#### List of tasks
1. From the slow unions forum post, list every ID value in the where clause of the first query, the one without the RecordType condition.
2. Continue the slow unions forum post from where it stops.

#### Document
- - - - -

Slow unions

  • Hello there, this is my first post here, so please excuse any etiquette mistakes. This may already have been answered elsewhere, but I can't find any specific references to the problem in these forums.

    I frequently have to query a large table (50M+ records) that is badly indexed in order to identify a very small subset of records. This table has rows of data that may or may not have a matching row immediately following that extends the data in the original row eg:

    Row 1: ID 1, Record type "T", Other data

    Row 2: ID 2, Record type "C", Some other data that belongs with row 1

    Row 3: ID 3, Record type "T", Some other data

    Row 4: ID 4, Record type "T", More data

    Row 5: ID 5, Record type "C", More data that belongs with row 4

    Row ...

    I can run an initial query that returns the T records by their IDs (nice and quick as the ID column is the primary clustered index). I then run a query that uses the IDs +1, looking for C records like this:

    select *

    from db..table with (nolock)

    where id in (944770735,944770759,948267730,948267745)

    select *

    from db..table with (nolock)

    where id in (944770736,944770760,948267731,948267746)

    and RecordType='C'

    The problem is, I want all these records in one result set so I use a union between the two and order by the ID. At this point the query starts to churn (even trying to get the execution plan takes forever), while the original queries take less than a second to run.

- - - - -

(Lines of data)
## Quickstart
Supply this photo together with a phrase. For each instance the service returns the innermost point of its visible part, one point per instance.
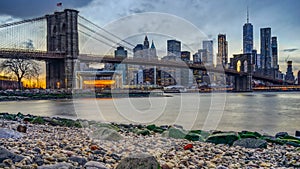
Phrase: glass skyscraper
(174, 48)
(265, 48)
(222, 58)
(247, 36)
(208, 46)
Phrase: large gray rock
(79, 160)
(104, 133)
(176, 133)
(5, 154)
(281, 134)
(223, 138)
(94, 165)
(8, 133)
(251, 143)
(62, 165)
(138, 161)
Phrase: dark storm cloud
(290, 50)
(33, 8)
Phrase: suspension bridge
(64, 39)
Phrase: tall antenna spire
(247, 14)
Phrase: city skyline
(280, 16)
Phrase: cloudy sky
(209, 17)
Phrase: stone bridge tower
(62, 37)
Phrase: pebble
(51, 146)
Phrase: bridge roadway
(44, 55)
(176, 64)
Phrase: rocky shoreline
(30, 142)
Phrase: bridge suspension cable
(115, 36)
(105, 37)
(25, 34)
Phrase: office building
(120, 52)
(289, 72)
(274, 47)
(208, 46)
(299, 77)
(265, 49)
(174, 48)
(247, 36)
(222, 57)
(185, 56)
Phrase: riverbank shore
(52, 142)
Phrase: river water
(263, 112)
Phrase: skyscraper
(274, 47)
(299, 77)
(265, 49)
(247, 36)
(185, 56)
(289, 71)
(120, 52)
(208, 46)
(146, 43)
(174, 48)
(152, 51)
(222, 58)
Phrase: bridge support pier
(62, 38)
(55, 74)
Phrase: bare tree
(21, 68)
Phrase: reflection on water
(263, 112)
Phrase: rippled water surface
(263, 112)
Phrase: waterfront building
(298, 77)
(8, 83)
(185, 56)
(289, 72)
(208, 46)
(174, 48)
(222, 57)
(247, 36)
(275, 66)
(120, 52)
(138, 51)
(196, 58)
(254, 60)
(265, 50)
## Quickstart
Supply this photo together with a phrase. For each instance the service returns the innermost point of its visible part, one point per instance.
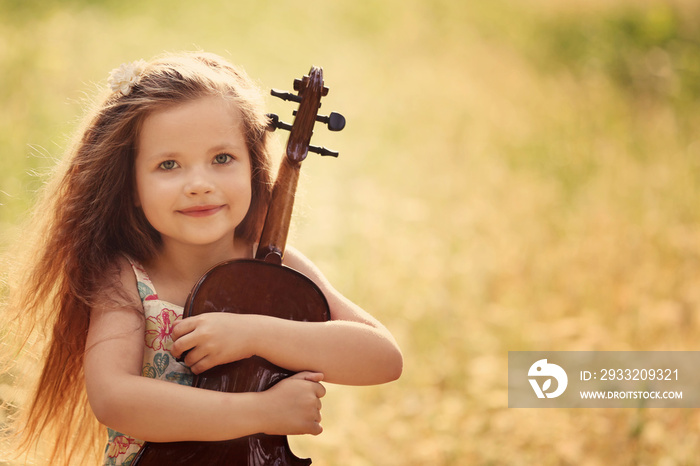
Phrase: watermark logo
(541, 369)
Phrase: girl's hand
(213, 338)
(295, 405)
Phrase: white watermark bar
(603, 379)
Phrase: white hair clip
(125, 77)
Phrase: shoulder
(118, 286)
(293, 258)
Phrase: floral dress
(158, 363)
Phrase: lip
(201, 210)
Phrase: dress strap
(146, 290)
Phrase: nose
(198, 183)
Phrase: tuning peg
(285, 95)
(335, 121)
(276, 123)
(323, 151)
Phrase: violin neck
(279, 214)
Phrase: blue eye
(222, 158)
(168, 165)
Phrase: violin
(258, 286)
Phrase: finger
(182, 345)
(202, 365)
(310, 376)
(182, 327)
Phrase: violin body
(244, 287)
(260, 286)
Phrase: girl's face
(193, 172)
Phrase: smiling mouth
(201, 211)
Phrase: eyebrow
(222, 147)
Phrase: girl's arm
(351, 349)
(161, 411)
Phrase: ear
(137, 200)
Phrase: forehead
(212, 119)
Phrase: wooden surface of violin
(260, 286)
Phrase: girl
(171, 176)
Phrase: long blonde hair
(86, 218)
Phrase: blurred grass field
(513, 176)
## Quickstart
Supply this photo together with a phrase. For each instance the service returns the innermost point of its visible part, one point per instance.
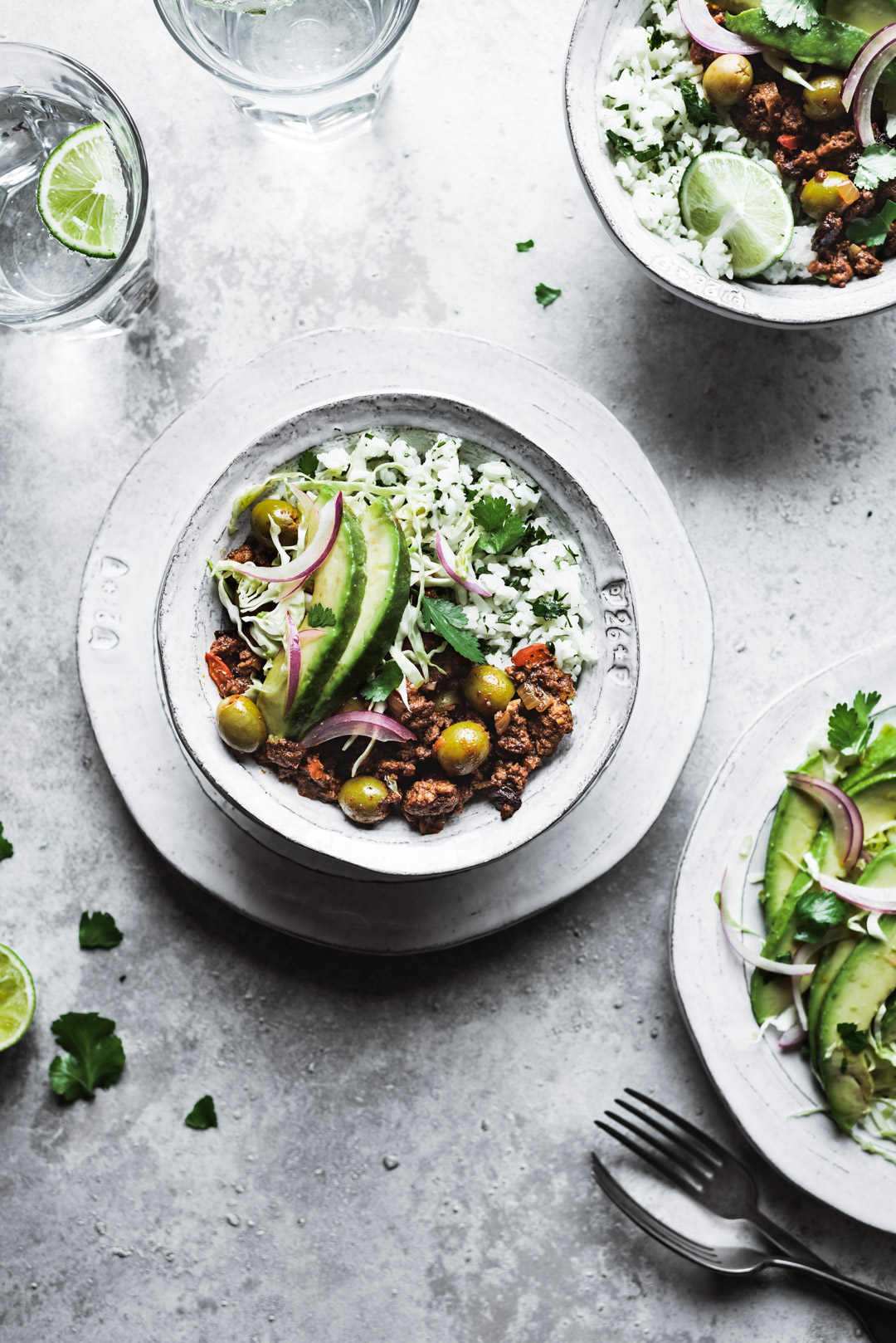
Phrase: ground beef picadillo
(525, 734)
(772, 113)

- - - - -

#### Results of the tasks
1. 944770735, 944770759, 948267730, 948267745

2.
    The estimated execution plan shows two separate index seeks and a merge of the final selections to produce the result (shouldn't this be as fast as doing the queries separately as above?).

    Am I missing some really important but simple error that I am making here? Is the query engine merging the whole table to itself before looking up the IDs? I'm not sure where to look, so any help would be really useful.

    Thanks in advance,

    Andrew

  • Hello

    Two quick suggestions.

    Firstly, merging the rows:

    select a.*, '#' AS '#', b.*

    from db..table a with (nolock)

    LEFT JOIN db..table b ON b.id = a.id + 1 and b.RecordType='C'

    where b.id in (944770735,944770759,948267730,948267745)

    Secondly - why not put your ID list into a temp table (with the recordtype), and get everything in one pass by joining to it?

    Cheers

    ChrisM

    “Write the query the simplest way. If through testing it becomes clear that the performance is inadequate, consider alternative query forms.” - Gail Shaw

    For fast, accurate and documented assistance in answering your questions, please read this article.
    Understanding and using APPLY, (I) and (II) Paul White
    Hidden RBAR: Triangular Joins / The "Numbers" or "Tally" Table: What it is and how it replaces a loop Jeff Moden

  • Blimey, that was quick. Thanks for that.

    I've tried both approaches and often use the temp table approach as I have to update the result set, so the join isn't so easy to use there.

    However, I was hoping to find some nice elegant set based way of returning the required rows that I could use in an update that didn't trash the server every time I ran it. I just can't see why the union takes so long.

    I'll keep using the temp tables for the moment as it seems to be the fastest and most reliable way of achieving the desired result and I never have to fetch more than a few hundred rows, so it works niceley.

    I'll keep on reading about how to optimise my queries ...

    Thanks for the help.

  • You're welcome.

    Did you mean storing your intermediate result in a temp table, or using it as source for your id's? There might be some mileage in this approach:

    DROP TABLE #temp

    CREATE TABLE #temp (id int, RecordType VARCHAR(1))

    -- gather T rows

    INSERT INTO #temp (id, RecordType)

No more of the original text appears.